§ **WHAT IS BEING ASKED**
Give the records below as a numbered list, starting at the line that contains "Practice task. Find the antenna" and continuing through the last line of the records. Leave out any blank lines.

§ **RECORD EXTRACTS**
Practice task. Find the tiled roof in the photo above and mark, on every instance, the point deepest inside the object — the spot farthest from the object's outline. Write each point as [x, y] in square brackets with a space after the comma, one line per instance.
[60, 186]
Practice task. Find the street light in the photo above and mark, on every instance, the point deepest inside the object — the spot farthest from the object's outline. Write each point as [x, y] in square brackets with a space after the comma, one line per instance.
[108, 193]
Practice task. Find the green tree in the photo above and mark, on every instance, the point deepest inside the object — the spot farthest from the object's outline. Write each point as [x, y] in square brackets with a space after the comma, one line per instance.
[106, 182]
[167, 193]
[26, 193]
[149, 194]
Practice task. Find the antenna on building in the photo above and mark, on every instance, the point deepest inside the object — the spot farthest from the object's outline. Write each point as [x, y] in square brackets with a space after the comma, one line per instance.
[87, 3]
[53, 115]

§ **EXERCISE SOLUTION**
1. Practice task. Find the antenna on building in the photo above and mark, on every instance, the point deepest inside the object — the spot farthest from the object's outline. Write each point as [x, y] in square brackets with a space after the comma, one line per instance.
2. [87, 3]
3. [53, 115]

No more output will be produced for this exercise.